_Source_.
===

The information stored in transfer unit 16 may next be transferred to central processing equipment as illustrated in FIG. 2. Transfer unit 16 will be connected into a computer 24 by connecting cable 18. Automatic transfer of the machine event data stored in the transfer unit 16 can be designed to occur as soon as the connection is made, or if preferred, a button on the keyboard on transfer unit 16 can initiate the transfer. The identification code for each machine, which may be in BCD form, and its count or counts will then be transferred to a memory bank in computer 24 for later processing. A conventional processing unit 26 with a keyboard and a cathode ray tube display can be utilized. Processing unit 26 can initiate compilation and tabulation of the data on a line printer 28, if a printout is desired.

===

_Supplied information_.
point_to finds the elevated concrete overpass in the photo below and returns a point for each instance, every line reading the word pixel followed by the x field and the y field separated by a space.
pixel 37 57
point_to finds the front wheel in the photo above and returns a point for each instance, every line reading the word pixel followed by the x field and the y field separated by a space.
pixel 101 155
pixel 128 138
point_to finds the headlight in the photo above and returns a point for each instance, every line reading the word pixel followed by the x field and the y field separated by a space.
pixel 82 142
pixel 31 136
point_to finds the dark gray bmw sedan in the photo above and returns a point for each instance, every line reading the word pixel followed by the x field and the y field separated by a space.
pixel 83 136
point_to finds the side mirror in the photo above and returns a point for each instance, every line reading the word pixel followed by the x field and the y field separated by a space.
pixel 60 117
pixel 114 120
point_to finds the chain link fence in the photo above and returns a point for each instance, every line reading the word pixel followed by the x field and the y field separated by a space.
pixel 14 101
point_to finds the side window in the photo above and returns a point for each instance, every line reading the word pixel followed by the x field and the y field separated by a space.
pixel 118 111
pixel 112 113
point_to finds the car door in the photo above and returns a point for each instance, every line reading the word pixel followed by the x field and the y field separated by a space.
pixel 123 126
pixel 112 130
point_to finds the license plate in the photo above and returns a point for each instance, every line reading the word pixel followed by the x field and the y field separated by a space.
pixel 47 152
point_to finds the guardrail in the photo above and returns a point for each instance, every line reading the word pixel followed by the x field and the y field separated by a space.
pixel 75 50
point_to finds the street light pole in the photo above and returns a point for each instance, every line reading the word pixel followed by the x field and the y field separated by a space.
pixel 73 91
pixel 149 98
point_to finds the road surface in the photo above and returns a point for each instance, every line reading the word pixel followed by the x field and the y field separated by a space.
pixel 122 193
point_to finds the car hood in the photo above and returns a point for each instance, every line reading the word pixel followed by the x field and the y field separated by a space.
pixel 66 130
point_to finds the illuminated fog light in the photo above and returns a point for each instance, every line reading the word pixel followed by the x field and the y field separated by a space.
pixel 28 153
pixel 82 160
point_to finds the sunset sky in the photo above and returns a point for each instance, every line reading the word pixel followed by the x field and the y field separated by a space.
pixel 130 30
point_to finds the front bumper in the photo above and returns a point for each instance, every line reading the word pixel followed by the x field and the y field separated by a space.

===

_Exercise requirements_.
1 – In the patent excerpt, what form may each machine's identification code take?
2 – Duplicate the patent excerpt between "The information stored" and "printout is desired.", inclusive.
Answer from the patent excerpt alone, not from the items.

_Expected responses_.
1 – It may be in BCD form.

2 –
The information stored in transfer unit 16 may next be transferred to central processing equipment as illustrated in FIG. 2. Transfer unit 16 will be connected into a computer 24 by connecting cable 18. Automatic transfer of the machine event data stored in the transfer unit 16 can be designed to occur as soon as the connection is made, or if preferred, a button on the keyboard on transfer unit 16 can initiate the transfer. The identification code for each machine, which may be in BCD form, and its count or counts will then be transferred to a memory bank in computer 24 for later processing. A conventional processing unit 26 with a keyboard and a cathode ray tube display can be utilized. Processing unit 26 can initiate compilation and tabulation of the data on a line printer 28, if a printout is desired.